> _EXERCISE TASKS_
1. List the reasons the passage on lens filters gives for the popularity of filter holder systems among landscape photographers.
2. According to the passage on lens filters, which filter size is a photographer probably after when a measurement comes out at 50mm?

> _SELECTED TEXT_
▽

What you want to measure is the distance across the widest part of the lens (i.e., going through the middle of the circle), starting from the inside rim of the threaded area on one side to the inside rim of the thread on the other side. That then provides the maximum diameter of a filter that will screw into that thread.
Because it’s a rather imprecise way of doing it, here are some common diameters used in DSLR lenses (all are in millimeters)–your best bet is to try to pick the most logical closest size.
- 37, 39, 40, 40.5, 43, 46, 49, 52, 55, 58, 60, 62, 67, 72, 77, 82, 86, 95.
Of those, the ones between 49mm and 77mm tend to be most common for DSLR lenses. Sizes smaller than that tend to be on smaller cameras. If you end up with a measurement for a size that you can’t find a filter for, chances are the measurement is a touch off. The major filter manufacturers don’t make a 50mm filter size, for example, so in that case, you’re probably actually after a 49mm filter.
If Your Lens Doesn’t Have a Filter Thread
Most DSLR lenses have filter threads, but not all of them. Some lenses, especially on the cheap end of the market, just aren’t designed for them. But even very expensive specialty lenses can lack a filter thread. Some of them, like extreme wide-angles or fisheyes, often have a very curved front element that doesn’t allow a flat filter. Others, like very long telephoto lenses, might have a very large front element that makes a filter impractical. In some cases, they’ll take filters on the other end of the lens at the mount point with what is known as a rear-mounted filter. They’re typically dedicated filters for that particular lens. And these same lenses often have their own lens cap or cover that goes over the end.
There is also another type of filter that is threadless, but it only applies to older lenses (i.e., pre-1980s). They’re known as Series-Size filters, and I have a separate post on those. But you’ll only run into those if you’re using an old manual-focus lens from the 1970s or before.
If your lens doesn’t have that option and you still want to use filters, a filter holder system like the Cokin filter system is worth looking into. Some of the holders still attach to a lens’s filter thread, but some can be mounted on the outside of a lens. They hold larger glass or polycarbonate filters in place. These filters are often rectangular or square. While they’re less convenient and more cumbersome to use, they’re especially popular for landscape photographers who have the luxury of very deliberate shooting, in part because you can stack multiple filters for different effects, you can get very high-quality filters with a huge range of different types and effects, and the design is especially well-suited to being able to precisely align graduated neutral-density filters (to darken a bright sky, for example).

△

> _Segmentation mask data_

▽

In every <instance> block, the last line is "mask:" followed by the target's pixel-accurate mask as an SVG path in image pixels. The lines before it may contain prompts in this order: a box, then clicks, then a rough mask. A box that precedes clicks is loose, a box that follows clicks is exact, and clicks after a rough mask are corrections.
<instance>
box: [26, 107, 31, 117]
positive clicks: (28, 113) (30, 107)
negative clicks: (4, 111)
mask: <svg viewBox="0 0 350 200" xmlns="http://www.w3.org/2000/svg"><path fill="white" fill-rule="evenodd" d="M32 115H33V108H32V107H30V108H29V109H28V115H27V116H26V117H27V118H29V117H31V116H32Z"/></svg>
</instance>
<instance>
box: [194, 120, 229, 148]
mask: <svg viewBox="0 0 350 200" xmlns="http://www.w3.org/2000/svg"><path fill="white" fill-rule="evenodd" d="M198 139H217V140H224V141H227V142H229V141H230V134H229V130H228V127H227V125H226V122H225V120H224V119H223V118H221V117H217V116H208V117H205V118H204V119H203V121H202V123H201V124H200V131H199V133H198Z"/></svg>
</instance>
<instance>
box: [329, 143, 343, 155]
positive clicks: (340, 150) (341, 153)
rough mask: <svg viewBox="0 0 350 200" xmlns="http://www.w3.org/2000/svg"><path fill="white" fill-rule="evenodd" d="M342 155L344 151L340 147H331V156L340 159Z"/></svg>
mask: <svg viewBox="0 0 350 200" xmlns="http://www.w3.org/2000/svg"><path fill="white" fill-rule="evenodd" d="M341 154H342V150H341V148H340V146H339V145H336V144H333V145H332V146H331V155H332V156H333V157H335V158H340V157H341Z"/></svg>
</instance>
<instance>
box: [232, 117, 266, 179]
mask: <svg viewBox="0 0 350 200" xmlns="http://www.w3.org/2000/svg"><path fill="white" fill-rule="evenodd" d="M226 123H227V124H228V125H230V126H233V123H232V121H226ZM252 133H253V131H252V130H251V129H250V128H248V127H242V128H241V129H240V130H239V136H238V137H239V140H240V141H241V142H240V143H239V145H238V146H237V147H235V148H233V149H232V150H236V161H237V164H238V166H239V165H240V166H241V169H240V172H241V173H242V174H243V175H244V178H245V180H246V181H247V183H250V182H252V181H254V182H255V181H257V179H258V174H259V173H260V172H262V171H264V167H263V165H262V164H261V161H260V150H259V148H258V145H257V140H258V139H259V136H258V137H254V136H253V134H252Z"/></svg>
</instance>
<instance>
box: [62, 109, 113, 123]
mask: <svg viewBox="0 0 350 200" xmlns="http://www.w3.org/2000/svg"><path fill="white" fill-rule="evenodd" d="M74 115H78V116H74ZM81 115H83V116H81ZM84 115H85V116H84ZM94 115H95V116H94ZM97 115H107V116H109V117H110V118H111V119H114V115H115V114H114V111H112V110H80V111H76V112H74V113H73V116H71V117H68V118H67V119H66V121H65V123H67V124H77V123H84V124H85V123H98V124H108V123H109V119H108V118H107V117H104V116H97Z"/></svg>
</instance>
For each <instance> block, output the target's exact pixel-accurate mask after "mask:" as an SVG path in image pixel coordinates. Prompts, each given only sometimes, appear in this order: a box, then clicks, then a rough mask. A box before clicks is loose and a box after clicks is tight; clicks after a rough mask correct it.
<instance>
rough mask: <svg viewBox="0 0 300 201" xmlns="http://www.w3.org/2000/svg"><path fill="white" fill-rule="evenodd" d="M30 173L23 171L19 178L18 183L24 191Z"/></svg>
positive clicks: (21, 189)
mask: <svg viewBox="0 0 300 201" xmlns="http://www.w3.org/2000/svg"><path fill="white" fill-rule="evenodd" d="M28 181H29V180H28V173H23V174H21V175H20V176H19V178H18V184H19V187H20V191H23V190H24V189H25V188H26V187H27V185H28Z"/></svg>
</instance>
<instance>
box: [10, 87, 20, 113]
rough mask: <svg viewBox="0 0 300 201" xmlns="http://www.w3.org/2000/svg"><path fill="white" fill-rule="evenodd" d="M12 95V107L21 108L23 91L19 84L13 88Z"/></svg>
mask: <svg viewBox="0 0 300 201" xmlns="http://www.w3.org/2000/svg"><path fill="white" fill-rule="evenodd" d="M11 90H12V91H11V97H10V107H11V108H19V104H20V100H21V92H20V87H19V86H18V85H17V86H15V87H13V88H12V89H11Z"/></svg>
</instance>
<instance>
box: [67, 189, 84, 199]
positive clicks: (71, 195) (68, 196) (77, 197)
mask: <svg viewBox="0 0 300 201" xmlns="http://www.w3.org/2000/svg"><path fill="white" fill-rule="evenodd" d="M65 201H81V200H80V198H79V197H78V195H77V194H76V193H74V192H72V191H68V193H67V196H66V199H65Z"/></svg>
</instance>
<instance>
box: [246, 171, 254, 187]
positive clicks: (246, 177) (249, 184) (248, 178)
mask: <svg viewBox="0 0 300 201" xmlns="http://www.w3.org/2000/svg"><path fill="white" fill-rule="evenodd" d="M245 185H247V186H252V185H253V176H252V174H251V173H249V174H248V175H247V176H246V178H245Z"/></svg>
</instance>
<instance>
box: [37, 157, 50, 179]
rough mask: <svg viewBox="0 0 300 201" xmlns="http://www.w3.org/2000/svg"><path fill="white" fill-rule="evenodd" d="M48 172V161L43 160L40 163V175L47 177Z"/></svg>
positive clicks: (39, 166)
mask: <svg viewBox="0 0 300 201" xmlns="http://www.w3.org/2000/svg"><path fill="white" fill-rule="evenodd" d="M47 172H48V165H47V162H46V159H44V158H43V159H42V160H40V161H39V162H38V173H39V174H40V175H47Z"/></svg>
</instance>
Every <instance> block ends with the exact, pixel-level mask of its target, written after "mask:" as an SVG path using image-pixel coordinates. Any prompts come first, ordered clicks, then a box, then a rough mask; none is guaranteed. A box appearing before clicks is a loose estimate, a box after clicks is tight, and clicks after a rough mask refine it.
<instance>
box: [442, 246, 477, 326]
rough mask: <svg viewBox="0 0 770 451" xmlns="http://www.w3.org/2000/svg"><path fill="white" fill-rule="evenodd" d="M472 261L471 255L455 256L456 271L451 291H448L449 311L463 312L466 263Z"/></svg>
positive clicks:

△

> _ANSWERS IN ORDER_
1.
- Multiple filters can be stacked for different effects.
- Very high-quality filters are available in a huge range of types and effects.
- The design is well suited to precisely aligning graduated neutral-density filters.

2. A 49mm filter.